Input records:
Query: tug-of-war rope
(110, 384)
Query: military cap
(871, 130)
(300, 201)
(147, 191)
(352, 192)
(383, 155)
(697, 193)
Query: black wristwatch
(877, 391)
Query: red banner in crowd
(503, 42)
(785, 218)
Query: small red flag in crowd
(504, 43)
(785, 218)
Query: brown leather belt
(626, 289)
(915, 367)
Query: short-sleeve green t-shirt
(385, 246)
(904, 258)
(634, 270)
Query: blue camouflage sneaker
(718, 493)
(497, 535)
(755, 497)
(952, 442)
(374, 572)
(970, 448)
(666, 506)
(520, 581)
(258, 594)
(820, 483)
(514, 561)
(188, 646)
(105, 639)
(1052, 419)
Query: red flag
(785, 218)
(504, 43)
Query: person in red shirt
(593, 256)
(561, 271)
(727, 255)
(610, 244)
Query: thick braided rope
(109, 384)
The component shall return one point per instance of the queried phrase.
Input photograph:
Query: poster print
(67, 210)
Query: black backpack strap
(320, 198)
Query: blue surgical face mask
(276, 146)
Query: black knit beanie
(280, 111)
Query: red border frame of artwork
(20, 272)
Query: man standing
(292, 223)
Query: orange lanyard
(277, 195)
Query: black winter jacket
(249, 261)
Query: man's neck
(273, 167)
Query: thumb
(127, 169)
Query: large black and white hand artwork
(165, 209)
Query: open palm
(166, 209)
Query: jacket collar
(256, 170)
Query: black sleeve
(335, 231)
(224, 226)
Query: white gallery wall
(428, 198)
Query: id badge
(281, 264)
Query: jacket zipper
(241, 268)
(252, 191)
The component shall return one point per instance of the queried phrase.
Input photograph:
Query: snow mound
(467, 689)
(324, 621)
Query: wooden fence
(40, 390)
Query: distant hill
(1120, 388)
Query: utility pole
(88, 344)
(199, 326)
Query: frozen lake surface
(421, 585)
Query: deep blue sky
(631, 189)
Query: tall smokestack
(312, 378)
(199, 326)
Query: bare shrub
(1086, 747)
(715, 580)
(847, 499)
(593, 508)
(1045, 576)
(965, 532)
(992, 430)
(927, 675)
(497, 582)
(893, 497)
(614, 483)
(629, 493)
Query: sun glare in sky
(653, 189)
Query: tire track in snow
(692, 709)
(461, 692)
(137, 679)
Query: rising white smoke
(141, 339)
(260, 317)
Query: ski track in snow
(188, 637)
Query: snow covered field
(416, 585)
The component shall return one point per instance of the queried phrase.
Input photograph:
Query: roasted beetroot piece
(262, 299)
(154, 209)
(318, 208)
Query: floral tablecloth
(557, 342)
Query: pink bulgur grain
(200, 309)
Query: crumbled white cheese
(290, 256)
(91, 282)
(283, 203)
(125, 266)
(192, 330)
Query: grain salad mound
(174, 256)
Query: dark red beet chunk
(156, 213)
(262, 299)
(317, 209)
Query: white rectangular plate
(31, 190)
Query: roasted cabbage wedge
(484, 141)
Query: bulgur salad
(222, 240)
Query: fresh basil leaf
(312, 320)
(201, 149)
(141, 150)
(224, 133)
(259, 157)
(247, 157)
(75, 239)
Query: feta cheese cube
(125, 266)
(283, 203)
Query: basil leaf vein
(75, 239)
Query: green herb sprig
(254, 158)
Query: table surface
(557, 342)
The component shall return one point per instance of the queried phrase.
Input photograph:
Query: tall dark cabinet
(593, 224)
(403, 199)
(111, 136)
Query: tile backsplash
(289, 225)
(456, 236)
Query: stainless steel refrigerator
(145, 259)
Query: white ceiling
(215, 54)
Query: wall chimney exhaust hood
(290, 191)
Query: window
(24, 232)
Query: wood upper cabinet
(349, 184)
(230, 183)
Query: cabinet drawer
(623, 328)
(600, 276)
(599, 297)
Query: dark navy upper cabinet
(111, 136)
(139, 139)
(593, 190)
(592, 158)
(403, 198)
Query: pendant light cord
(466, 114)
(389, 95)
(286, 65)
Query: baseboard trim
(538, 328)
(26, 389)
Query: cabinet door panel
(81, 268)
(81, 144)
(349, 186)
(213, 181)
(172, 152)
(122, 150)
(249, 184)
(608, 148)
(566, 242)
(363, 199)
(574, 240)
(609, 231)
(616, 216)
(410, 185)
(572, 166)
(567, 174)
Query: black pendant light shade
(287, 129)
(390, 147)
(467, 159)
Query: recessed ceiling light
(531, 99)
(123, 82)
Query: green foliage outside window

Exercise brief: Express every line of the records above as a JSON list of strings, one string per line, leaving out blank lines.

Written reply:
[
  "Query: tug-of-war rope",
  "(110, 384)",
  "Query: military cap",
  "(871, 130)",
  "(300, 201)",
  "(147, 191)",
  "(352, 192)",
  "(383, 155)",
  "(697, 193)",
  "Query: black wristwatch",
  "(877, 391)",
  "Query: red banner in crowd",
  "(503, 42)",
  "(785, 218)",
  "Query: small red flag in crowd",
  "(504, 43)",
  "(785, 218)",
  "Query: brown leather belt",
  "(626, 289)",
  "(915, 367)",
  "Query: short-sleeve green t-shirt",
  "(385, 246)",
  "(904, 258)",
  "(634, 270)",
  "Query: blue camouflage sneaker",
  "(718, 493)",
  "(497, 535)",
  "(755, 497)",
  "(952, 442)",
  "(374, 572)",
  "(970, 448)",
  "(666, 506)",
  "(520, 581)",
  "(258, 594)",
  "(820, 483)",
  "(514, 561)",
  "(188, 646)",
  "(105, 639)",
  "(1052, 419)",
  "Query: red flag",
  "(785, 218)",
  "(504, 43)",
  "Query: person in red shirt",
  "(593, 256)",
  "(561, 271)",
  "(727, 255)",
  "(610, 244)",
  "Query: thick braided rope",
  "(109, 384)",
  "The component shall return one point per instance of the queried phrase.",
  "Input photograph:",
  "Query: poster print",
  "(67, 210)",
  "Query: black backpack strap",
  "(320, 198)",
  "Query: blue surgical face mask",
  "(276, 146)",
  "Query: black knit beanie",
  "(280, 111)",
  "Query: red border frame of artwork",
  "(20, 272)",
  "Query: man standing",
  "(292, 223)",
  "Query: orange lanyard",
  "(277, 195)",
  "Query: black winter jacket",
  "(249, 261)",
  "Query: man's neck",
  "(273, 167)",
  "Query: thumb",
  "(127, 169)",
  "Query: large black and white hand artwork",
  "(165, 209)",
  "Query: open palm",
  "(166, 209)",
  "Query: jacket collar",
  "(256, 170)",
  "Query: black sleeve",
  "(335, 231)",
  "(224, 226)",
  "Query: white gallery wall",
  "(428, 198)",
  "Query: id badge",
  "(281, 264)",
  "Query: jacket zipper",
  "(241, 268)",
  "(252, 191)",
  "The component shall return one point per instance of the queried phrase.",
  "Input photograph:",
  "Query: snow mound",
  "(467, 689)",
  "(324, 621)",
  "Query: wooden fence",
  "(40, 390)",
  "Query: distant hill",
  "(1120, 388)",
  "Query: utility pole",
  "(88, 344)",
  "(199, 326)",
  "Query: frozen lake surface",
  "(421, 585)",
  "Query: deep blue sky",
  "(631, 189)",
  "Query: tall smokestack",
  "(312, 378)",
  "(199, 326)",
  "Query: bare shrub",
  "(1086, 747)",
  "(715, 580)",
  "(847, 499)",
  "(593, 508)",
  "(1045, 576)",
  "(965, 532)",
  "(992, 430)",
  "(927, 675)",
  "(497, 582)",
  "(893, 497)",
  "(614, 483)",
  "(629, 493)",
  "Query: sun glare in sky",
  "(653, 189)",
  "Query: tire track in snow",
  "(692, 709)",
  "(461, 692)",
  "(137, 679)",
  "Query: rising white smoke",
  "(141, 339)",
  "(260, 317)",
  "Query: ski track in snow",
  "(188, 637)",
  "Query: snow covered field",
  "(416, 585)",
  "The component shall return one point per instance of the queried phrase.",
  "Input photograph:",
  "Query: roasted beetroot piece",
  "(262, 299)",
  "(154, 209)",
  "(318, 208)",
  "Query: floral tablecloth",
  "(557, 342)",
  "Query: pink bulgur grain",
  "(200, 309)",
  "Query: crumbled white cheese",
  "(290, 256)",
  "(91, 282)",
  "(283, 203)",
  "(125, 266)",
  "(192, 330)",
  "Query: grain salad mound",
  "(174, 256)",
  "Query: dark red beet chunk",
  "(156, 213)",
  "(262, 299)",
  "(317, 209)",
  "Query: white rectangular plate",
  "(31, 190)",
  "Query: roasted cabbage wedge",
  "(484, 141)",
  "Query: bulgur salad",
  "(222, 240)",
  "Query: fresh basil leaf",
  "(312, 320)",
  "(201, 149)",
  "(141, 150)",
  "(224, 133)",
  "(259, 157)",
  "(247, 157)",
  "(75, 239)",
  "Query: feta cheese cube",
  "(125, 266)",
  "(283, 203)",
  "Query: basil leaf vein",
  "(75, 239)",
  "Query: green herb sprig",
  "(254, 158)",
  "Query: table surface",
  "(557, 342)",
  "The component shall return one point per instance of the queried phrase.",
  "Input photograph:",
  "Query: tall dark cabinet",
  "(593, 224)",
  "(403, 199)",
  "(111, 136)",
  "Query: tile backsplash",
  "(289, 225)",
  "(456, 236)",
  "Query: stainless steel refrigerator",
  "(145, 259)",
  "Query: white ceiling",
  "(215, 54)",
  "Query: wall chimney exhaust hood",
  "(290, 191)",
  "Query: window",
  "(24, 232)",
  "Query: wood upper cabinet",
  "(349, 184)",
  "(230, 183)",
  "Query: cabinet drawer",
  "(623, 328)",
  "(600, 276)",
  "(599, 297)",
  "Query: dark navy upper cabinet",
  "(111, 136)",
  "(139, 139)",
  "(593, 190)",
  "(592, 158)",
  "(403, 198)",
  "Query: pendant light cord",
  "(466, 114)",
  "(389, 95)",
  "(286, 65)",
  "Query: baseboard trim",
  "(538, 328)",
  "(26, 389)",
  "Query: cabinet door panel",
  "(81, 268)",
  "(81, 144)",
  "(349, 186)",
  "(213, 181)",
  "(172, 152)",
  "(122, 150)",
  "(249, 184)",
  "(608, 148)",
  "(566, 242)",
  "(363, 199)",
  "(574, 240)",
  "(609, 231)",
  "(616, 216)",
  "(410, 185)",
  "(572, 166)",
  "(567, 174)",
  "Query: black pendant light shade",
  "(287, 129)",
  "(390, 147)",
  "(467, 159)",
  "Query: recessed ceiling light",
  "(531, 99)",
  "(123, 82)",
  "Query: green foliage outside window"
]